**Your goal**
Across the entries, how many lines have the string "single" in them? Reply with only a number.
** Study material follows **
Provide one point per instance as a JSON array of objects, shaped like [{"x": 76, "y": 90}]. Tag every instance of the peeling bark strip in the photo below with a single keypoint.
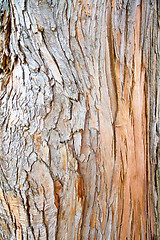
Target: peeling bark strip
[{"x": 79, "y": 119}]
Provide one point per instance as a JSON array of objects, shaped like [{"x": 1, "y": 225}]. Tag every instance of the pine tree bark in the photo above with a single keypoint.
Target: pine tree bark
[{"x": 79, "y": 119}]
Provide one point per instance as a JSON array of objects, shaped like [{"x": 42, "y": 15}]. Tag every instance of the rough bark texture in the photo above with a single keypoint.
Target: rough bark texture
[{"x": 79, "y": 119}]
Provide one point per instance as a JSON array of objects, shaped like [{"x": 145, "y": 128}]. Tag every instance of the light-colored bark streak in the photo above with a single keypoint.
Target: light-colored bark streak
[{"x": 75, "y": 92}]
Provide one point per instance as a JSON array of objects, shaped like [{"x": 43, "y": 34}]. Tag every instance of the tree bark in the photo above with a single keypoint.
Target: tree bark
[{"x": 79, "y": 119}]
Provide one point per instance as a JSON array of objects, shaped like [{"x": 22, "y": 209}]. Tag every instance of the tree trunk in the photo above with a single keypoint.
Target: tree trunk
[{"x": 79, "y": 119}]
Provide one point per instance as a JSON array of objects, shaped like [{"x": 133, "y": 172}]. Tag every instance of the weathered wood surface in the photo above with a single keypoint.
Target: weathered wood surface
[{"x": 79, "y": 119}]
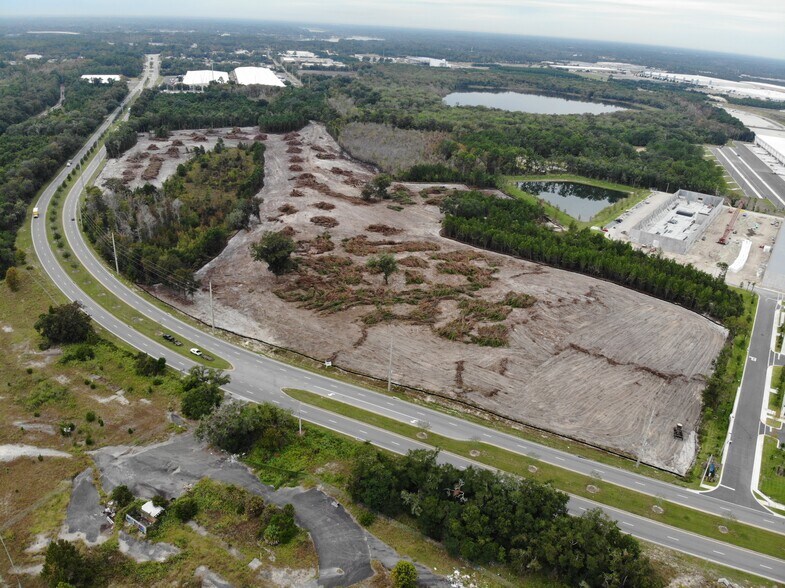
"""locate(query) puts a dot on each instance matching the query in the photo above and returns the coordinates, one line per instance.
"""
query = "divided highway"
(258, 378)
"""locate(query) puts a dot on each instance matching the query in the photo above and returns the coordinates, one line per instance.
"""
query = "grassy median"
(609, 494)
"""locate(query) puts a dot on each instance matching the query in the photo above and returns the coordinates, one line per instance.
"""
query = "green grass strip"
(111, 303)
(675, 515)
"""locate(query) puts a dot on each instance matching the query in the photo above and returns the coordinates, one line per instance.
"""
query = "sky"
(749, 27)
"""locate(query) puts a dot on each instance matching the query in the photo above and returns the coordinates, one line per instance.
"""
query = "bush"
(404, 575)
(184, 508)
(80, 352)
(122, 496)
(66, 323)
(64, 564)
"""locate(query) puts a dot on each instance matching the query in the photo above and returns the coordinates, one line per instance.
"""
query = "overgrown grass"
(101, 295)
(634, 502)
(714, 423)
(606, 215)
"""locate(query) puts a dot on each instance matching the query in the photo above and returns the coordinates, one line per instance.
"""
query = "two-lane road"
(259, 378)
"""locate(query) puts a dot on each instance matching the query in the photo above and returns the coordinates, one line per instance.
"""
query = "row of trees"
(515, 227)
(488, 517)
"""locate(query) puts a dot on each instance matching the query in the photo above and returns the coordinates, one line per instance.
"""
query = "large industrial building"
(677, 223)
(260, 76)
(773, 145)
(101, 78)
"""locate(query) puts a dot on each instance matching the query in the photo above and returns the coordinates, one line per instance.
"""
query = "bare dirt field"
(575, 355)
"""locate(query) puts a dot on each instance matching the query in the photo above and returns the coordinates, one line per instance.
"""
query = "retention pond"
(580, 201)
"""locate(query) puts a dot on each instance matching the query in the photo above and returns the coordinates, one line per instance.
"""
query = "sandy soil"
(172, 151)
(589, 359)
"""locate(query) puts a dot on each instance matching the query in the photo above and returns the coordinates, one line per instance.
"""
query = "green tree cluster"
(236, 427)
(275, 248)
(515, 227)
(195, 212)
(66, 323)
(488, 518)
(201, 391)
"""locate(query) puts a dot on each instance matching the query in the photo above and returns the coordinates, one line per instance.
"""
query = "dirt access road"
(588, 359)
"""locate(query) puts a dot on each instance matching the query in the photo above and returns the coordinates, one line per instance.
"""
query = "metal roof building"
(261, 76)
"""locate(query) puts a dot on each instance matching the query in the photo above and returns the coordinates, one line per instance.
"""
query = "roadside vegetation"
(166, 233)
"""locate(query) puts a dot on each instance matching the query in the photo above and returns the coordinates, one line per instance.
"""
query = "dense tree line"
(25, 92)
(31, 151)
(488, 517)
(164, 234)
(120, 140)
(217, 106)
(655, 143)
(515, 227)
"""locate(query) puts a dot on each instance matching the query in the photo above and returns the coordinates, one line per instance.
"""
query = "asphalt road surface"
(739, 470)
(752, 175)
(258, 378)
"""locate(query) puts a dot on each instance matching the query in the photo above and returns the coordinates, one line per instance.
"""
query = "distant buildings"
(202, 77)
(245, 76)
(101, 78)
(260, 76)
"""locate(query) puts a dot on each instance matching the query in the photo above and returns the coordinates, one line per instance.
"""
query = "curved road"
(258, 378)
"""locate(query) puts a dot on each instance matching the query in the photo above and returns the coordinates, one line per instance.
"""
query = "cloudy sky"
(754, 27)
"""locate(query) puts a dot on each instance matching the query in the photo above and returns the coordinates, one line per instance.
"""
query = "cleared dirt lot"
(587, 359)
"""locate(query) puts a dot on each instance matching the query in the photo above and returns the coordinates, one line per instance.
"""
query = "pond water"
(580, 201)
(531, 103)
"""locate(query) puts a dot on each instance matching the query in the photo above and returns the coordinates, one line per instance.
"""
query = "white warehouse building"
(261, 76)
(203, 77)
(773, 145)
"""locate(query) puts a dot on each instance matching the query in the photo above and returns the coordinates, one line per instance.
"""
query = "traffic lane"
(539, 449)
(646, 529)
(753, 186)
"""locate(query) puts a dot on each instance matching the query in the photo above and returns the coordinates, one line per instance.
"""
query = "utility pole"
(212, 314)
(389, 367)
(114, 249)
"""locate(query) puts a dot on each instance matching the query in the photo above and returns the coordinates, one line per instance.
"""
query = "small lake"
(580, 201)
(531, 103)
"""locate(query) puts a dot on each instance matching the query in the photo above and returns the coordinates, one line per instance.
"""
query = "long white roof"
(262, 76)
(202, 77)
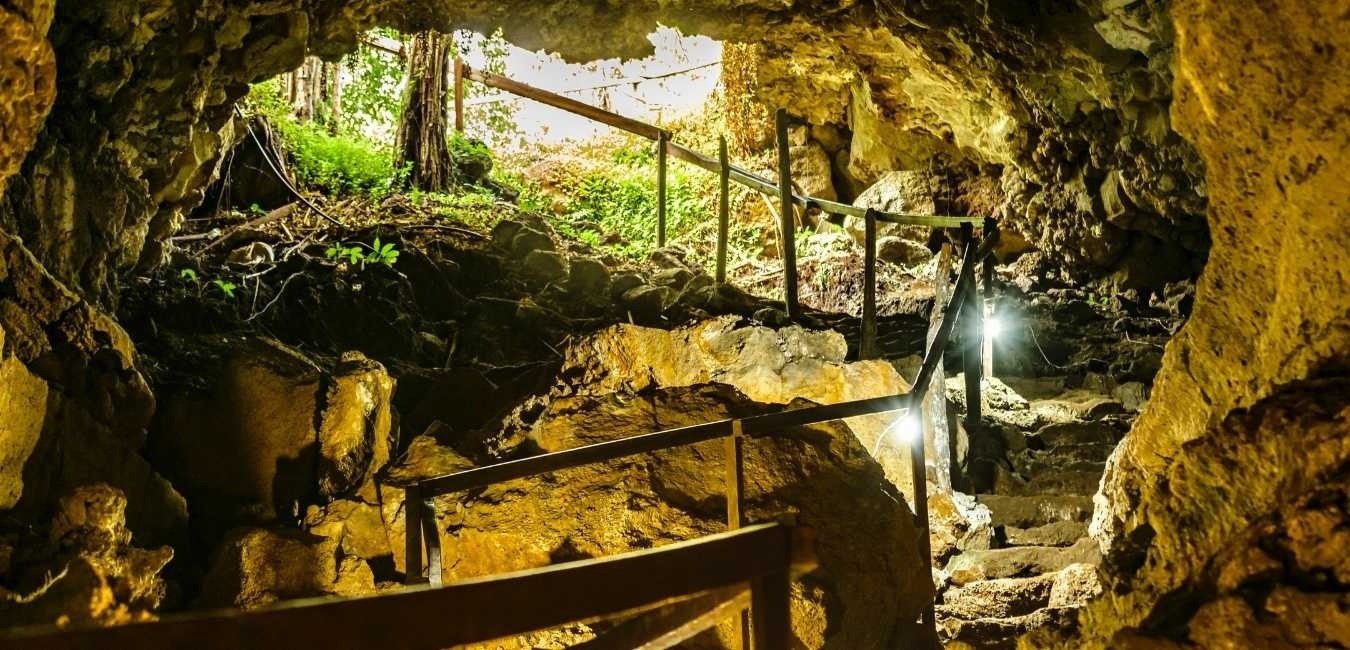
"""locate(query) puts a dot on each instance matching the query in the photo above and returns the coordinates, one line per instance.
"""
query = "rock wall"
(145, 96)
(1248, 420)
(1061, 104)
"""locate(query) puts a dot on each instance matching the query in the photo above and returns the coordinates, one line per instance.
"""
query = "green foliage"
(332, 164)
(494, 122)
(618, 204)
(371, 97)
(226, 287)
(362, 254)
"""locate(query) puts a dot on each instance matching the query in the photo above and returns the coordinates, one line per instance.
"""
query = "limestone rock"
(355, 423)
(544, 266)
(903, 252)
(870, 576)
(587, 279)
(998, 597)
(258, 566)
(27, 75)
(274, 433)
(1075, 585)
(1018, 561)
(87, 572)
(68, 368)
(23, 399)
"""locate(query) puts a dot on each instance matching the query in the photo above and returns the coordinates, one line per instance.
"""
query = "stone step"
(1075, 433)
(1077, 406)
(1049, 481)
(998, 597)
(1050, 534)
(1019, 561)
(1002, 634)
(1028, 511)
(1064, 456)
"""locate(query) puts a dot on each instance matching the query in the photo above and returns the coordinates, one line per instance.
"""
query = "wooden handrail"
(482, 608)
(681, 152)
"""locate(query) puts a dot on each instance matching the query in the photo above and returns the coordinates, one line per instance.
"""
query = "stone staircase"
(1037, 565)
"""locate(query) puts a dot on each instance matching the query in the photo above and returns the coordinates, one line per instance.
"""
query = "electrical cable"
(281, 176)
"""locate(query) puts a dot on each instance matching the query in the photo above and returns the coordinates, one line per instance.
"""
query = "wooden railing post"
(867, 347)
(771, 611)
(991, 229)
(662, 154)
(724, 210)
(735, 480)
(918, 470)
(972, 335)
(787, 214)
(459, 95)
(412, 534)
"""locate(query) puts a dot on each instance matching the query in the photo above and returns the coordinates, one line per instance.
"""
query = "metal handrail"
(482, 610)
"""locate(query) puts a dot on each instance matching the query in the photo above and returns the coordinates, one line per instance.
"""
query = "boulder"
(902, 252)
(544, 266)
(258, 566)
(273, 433)
(903, 192)
(587, 279)
(528, 239)
(84, 570)
(870, 581)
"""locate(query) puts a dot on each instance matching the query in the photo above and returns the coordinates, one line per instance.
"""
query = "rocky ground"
(299, 387)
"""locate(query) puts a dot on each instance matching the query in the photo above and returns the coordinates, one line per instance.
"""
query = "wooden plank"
(787, 215)
(934, 399)
(867, 346)
(412, 535)
(724, 208)
(972, 343)
(459, 95)
(672, 623)
(771, 618)
(563, 103)
(758, 425)
(465, 612)
(602, 452)
(662, 154)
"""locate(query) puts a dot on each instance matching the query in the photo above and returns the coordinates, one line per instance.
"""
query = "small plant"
(378, 252)
(385, 254)
(226, 287)
(351, 254)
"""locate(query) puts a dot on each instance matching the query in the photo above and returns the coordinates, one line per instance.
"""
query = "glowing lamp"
** End of Study material **
**Task result**
7